Return, word for word, only the lines from the one containing "hand holding balloon | locate" through the last line of the entries.

start Records for this task

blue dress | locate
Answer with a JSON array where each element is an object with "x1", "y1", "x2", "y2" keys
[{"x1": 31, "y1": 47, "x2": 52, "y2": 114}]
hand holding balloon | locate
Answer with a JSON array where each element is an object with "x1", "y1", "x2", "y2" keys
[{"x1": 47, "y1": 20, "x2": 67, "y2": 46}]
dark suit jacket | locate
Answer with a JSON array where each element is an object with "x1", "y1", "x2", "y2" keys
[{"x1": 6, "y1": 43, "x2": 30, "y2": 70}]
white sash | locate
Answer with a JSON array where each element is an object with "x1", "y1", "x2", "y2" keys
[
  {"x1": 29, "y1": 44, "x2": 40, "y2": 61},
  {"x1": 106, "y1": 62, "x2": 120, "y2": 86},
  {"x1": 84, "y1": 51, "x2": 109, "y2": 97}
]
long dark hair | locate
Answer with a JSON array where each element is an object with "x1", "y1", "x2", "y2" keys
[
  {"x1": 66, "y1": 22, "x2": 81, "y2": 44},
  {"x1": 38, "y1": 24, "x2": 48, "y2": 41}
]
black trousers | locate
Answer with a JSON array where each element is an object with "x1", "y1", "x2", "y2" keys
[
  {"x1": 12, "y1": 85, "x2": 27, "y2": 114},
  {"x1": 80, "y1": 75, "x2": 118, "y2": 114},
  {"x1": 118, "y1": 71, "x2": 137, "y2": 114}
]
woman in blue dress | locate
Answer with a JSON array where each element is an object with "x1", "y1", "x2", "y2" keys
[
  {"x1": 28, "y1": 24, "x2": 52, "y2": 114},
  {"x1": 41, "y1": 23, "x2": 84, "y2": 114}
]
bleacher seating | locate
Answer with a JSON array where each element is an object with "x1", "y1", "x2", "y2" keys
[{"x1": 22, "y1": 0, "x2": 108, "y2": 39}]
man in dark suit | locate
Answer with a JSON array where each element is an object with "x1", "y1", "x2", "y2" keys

end Records for this task

> [Task answer]:
hand holding balloon | locate
Answer with a JSON array where each element is an object with "x1", "y1", "x2", "y2" keys
[{"x1": 47, "y1": 20, "x2": 67, "y2": 46}]
dark suit jacket | locate
Answer with a JSON array where each element is an object with "x1", "y1", "x2", "y2" keys
[{"x1": 6, "y1": 43, "x2": 30, "y2": 70}]
white sash | locate
Answer with a JSON array where each element is an object with "x1", "y1", "x2", "y2" keys
[
  {"x1": 29, "y1": 44, "x2": 40, "y2": 61},
  {"x1": 106, "y1": 62, "x2": 120, "y2": 86},
  {"x1": 84, "y1": 51, "x2": 109, "y2": 97}
]
long dark hair | locate
Answer with a JSON array where each element is an object with "x1", "y1", "x2", "y2" keys
[
  {"x1": 66, "y1": 22, "x2": 81, "y2": 44},
  {"x1": 38, "y1": 24, "x2": 48, "y2": 41}
]
black trousers | locate
Answer with a JSON array where each element is an object with "x1", "y1", "x2", "y2" keys
[
  {"x1": 12, "y1": 85, "x2": 27, "y2": 114},
  {"x1": 80, "y1": 75, "x2": 118, "y2": 114},
  {"x1": 118, "y1": 71, "x2": 137, "y2": 114}
]
woman in blue dress | locate
Answer with a JSON array where each element is an object with "x1", "y1", "x2", "y2" keys
[
  {"x1": 28, "y1": 24, "x2": 52, "y2": 114},
  {"x1": 41, "y1": 23, "x2": 84, "y2": 114}
]
bleacher seating | locate
Answer with a JSON array where each element is an object with "x1", "y1", "x2", "y2" keys
[{"x1": 22, "y1": 0, "x2": 108, "y2": 39}]
man in dark suit | locate
Answer with a JSON array where each element is an object with "x1", "y1", "x2", "y2" keys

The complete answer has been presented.